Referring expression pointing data
--------

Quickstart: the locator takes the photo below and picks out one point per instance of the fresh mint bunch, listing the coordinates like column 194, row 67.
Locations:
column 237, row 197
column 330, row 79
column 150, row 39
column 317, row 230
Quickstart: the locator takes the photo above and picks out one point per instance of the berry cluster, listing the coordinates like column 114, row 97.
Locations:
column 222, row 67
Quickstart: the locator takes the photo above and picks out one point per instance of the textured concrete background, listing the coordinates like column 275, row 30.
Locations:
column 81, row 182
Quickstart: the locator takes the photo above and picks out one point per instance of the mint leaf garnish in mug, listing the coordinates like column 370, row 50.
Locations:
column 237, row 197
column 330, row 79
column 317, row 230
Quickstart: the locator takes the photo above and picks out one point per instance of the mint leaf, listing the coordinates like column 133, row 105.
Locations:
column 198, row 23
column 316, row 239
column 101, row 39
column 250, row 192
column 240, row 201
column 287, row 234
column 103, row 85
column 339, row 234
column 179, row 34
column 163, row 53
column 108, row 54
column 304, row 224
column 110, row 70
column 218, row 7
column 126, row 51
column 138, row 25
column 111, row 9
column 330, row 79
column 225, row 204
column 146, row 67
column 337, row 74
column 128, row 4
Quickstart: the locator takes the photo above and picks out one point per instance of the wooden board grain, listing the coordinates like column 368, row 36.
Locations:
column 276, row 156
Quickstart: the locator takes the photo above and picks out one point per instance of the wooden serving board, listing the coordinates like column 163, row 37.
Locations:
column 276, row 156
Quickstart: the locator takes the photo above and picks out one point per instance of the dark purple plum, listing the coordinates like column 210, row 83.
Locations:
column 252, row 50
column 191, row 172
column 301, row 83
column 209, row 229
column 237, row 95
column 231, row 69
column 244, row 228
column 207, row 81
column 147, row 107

--------

With no words changed, transcribe the records above.

Quickstart: the locator takes the photo below and picks out one point per instance of the fresh mint bunch, listing the coordinates like column 194, row 67.
Locations:
column 237, row 197
column 330, row 79
column 150, row 39
column 317, row 230
Quickstart: the locator takes the photo above and picks out one point per instance of the berry cluster, listing the coordinates like column 114, row 97.
Locations:
column 222, row 67
Quickstart: the locator takes the photo above and picks out one point per instance of the textured concrete background, listing the coordinates like column 275, row 30.
Locations:
column 81, row 182
Quickstart: the locator takes the photo above and picks out one point per instance of the mint leaf garnish in mug, listing the coordinates like column 370, row 50.
Locations:
column 237, row 197
column 330, row 79
column 317, row 230
Quickstart: the locator takes the photo above and picks out one point per instance of the mint leaf, listing the coordinates like column 133, row 105.
Locations:
column 198, row 23
column 316, row 239
column 101, row 39
column 250, row 192
column 240, row 201
column 287, row 234
column 103, row 85
column 339, row 234
column 179, row 34
column 163, row 53
column 108, row 54
column 304, row 224
column 110, row 70
column 218, row 7
column 126, row 51
column 138, row 25
column 111, row 9
column 330, row 79
column 225, row 204
column 146, row 67
column 337, row 74
column 128, row 4
Quickstart: the locator takes the photo above and picks out one point per instance of the wooden board grain, listing the coordinates like column 368, row 36.
Locations:
column 276, row 156
Quickstart: the locator takes the photo above and picks out one point per instance of the wooden serving board, listing the coordinates like column 163, row 37.
Locations:
column 276, row 156
Quickstart: the locator takes the photo above and picks out one point per instance of the dark purple plum, listing the coordinates like column 210, row 83.
Locations:
column 252, row 50
column 191, row 172
column 301, row 83
column 209, row 229
column 237, row 95
column 231, row 69
column 244, row 228
column 207, row 81
column 147, row 107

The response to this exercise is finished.